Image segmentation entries
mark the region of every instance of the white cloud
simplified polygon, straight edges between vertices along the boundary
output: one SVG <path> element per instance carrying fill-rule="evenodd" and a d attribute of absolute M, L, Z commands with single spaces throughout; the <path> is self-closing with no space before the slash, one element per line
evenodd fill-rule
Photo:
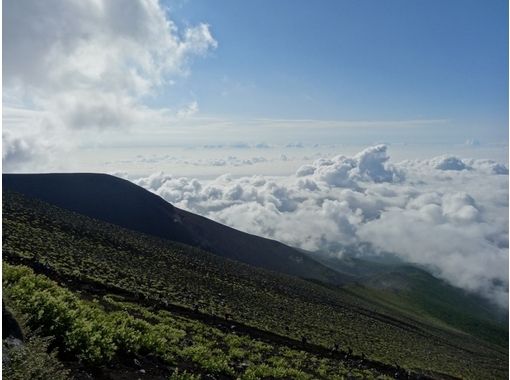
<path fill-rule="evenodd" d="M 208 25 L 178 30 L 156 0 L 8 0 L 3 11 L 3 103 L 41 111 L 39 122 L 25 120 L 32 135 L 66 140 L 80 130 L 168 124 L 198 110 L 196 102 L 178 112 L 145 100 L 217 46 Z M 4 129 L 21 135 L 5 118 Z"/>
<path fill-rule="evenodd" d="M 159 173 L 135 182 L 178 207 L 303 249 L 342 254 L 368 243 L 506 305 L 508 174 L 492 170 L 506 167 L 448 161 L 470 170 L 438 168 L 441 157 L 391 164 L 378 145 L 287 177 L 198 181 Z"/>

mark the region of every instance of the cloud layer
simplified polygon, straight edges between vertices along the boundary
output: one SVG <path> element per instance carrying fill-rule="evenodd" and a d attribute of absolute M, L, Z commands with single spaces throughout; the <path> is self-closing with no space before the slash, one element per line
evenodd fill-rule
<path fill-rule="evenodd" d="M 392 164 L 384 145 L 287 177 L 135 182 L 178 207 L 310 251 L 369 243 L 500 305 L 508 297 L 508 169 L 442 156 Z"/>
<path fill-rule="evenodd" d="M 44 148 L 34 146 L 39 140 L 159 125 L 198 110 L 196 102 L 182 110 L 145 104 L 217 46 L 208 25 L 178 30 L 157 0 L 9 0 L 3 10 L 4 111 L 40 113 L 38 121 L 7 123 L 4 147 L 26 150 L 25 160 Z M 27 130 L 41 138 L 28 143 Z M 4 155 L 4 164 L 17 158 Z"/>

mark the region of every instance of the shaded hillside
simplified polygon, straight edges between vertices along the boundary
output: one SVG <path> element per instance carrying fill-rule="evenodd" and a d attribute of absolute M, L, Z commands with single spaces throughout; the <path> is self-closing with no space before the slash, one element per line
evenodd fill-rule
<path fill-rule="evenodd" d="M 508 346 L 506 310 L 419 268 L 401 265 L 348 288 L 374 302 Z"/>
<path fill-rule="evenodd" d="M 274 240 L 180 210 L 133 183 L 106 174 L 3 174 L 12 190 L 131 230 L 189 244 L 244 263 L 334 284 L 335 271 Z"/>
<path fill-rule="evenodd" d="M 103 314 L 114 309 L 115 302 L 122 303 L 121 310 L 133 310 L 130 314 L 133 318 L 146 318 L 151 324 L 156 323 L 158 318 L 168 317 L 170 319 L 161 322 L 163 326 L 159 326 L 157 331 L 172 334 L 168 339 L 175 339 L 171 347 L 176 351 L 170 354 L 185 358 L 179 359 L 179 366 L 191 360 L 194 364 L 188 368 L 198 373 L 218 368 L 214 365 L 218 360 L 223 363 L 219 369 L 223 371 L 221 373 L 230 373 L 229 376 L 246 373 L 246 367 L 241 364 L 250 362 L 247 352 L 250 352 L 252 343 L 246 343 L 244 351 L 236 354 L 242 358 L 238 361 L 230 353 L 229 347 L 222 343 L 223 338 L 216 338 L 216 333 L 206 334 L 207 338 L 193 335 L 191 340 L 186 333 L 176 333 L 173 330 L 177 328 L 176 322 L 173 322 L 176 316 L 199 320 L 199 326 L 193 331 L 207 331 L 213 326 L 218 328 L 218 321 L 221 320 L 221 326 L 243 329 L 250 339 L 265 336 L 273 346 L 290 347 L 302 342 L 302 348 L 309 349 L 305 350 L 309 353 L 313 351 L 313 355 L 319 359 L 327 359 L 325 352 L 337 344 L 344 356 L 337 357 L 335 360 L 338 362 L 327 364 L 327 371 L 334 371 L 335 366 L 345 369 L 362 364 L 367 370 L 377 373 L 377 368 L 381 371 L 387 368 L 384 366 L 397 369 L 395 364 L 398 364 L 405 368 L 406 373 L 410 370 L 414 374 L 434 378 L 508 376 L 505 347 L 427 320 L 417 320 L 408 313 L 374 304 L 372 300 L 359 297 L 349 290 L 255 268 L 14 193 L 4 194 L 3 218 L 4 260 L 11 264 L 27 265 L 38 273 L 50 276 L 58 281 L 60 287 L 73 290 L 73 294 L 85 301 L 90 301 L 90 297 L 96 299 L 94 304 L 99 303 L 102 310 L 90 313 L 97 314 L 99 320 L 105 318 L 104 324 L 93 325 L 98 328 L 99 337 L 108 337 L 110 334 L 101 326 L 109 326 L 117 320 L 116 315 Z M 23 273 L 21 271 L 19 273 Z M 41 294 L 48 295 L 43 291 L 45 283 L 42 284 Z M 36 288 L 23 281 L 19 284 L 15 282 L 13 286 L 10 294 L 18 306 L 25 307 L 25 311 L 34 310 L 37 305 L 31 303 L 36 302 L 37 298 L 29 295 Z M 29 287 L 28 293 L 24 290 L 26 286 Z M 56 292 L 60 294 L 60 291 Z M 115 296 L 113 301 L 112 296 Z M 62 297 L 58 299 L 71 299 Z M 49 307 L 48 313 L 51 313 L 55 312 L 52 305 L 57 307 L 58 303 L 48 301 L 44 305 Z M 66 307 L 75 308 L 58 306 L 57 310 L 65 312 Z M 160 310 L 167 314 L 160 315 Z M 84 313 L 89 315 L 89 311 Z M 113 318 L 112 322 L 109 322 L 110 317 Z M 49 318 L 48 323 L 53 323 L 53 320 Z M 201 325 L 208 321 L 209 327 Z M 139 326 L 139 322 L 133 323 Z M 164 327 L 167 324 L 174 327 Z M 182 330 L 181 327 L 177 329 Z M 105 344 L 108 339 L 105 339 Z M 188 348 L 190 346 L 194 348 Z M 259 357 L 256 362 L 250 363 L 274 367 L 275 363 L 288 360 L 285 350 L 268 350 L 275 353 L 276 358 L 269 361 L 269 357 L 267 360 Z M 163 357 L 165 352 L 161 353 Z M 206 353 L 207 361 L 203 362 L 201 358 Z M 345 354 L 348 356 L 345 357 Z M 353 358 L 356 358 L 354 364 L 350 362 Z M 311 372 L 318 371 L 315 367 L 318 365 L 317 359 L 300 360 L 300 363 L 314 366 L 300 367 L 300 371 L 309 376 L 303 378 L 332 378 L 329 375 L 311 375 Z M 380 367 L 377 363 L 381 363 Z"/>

--

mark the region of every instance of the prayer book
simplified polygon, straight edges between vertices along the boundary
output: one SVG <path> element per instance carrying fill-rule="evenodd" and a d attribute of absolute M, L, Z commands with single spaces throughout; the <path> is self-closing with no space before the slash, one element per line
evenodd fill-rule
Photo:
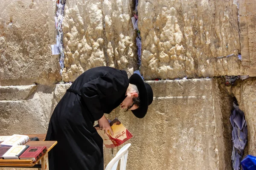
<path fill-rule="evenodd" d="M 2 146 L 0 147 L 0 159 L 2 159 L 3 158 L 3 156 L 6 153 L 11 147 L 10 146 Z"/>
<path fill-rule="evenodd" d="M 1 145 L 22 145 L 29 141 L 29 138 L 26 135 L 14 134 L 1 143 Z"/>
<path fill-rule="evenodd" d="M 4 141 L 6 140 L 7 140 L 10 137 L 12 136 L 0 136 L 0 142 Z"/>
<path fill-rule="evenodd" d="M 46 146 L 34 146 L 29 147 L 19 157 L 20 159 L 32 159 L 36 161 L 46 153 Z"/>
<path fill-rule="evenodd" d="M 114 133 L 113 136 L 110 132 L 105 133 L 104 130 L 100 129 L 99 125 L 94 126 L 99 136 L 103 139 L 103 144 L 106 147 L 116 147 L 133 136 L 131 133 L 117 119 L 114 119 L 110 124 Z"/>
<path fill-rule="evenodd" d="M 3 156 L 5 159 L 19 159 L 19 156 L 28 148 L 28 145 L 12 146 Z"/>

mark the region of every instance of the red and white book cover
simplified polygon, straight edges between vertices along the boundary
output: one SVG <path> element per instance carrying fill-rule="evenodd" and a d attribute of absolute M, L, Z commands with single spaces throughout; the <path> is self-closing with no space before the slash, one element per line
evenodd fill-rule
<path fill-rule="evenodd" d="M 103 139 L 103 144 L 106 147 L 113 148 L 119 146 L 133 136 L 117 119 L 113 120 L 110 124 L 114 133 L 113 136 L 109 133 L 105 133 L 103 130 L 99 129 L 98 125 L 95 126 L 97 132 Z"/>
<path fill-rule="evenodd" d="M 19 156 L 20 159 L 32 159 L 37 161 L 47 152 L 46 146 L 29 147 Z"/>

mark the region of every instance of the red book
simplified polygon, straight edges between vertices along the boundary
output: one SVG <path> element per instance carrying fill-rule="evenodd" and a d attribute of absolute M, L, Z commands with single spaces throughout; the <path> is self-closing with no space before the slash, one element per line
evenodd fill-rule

- _WRITTEN INSTRUCTION_:
In the lines from the one with "mark the region of every instance of the white" to the one with "178 30 L 156", change "straight edges" to "straight segments" and leave everything else as it is. Return only those lines, without the pictures.

- _SOLUTION FOR THIS PROBLEM_:
mark the region of every instance of the white cloud
simplified polygon, straight segments between vertices along the boundary
output: one SVG <path> element per instance carrying fill-rule="evenodd" and a d attribute of absolute M, L, Z commands with single spaces throughout; the <path> is self-closing with no space before the slash, one element per line
evenodd fill-rule
Photo:
<path fill-rule="evenodd" d="M 208 25 L 178 30 L 156 0 L 8 0 L 3 11 L 3 103 L 41 111 L 39 122 L 25 120 L 32 135 L 66 140 L 80 130 L 168 124 L 198 110 L 196 102 L 178 112 L 145 100 L 217 46 Z M 4 129 L 21 135 L 5 118 Z"/>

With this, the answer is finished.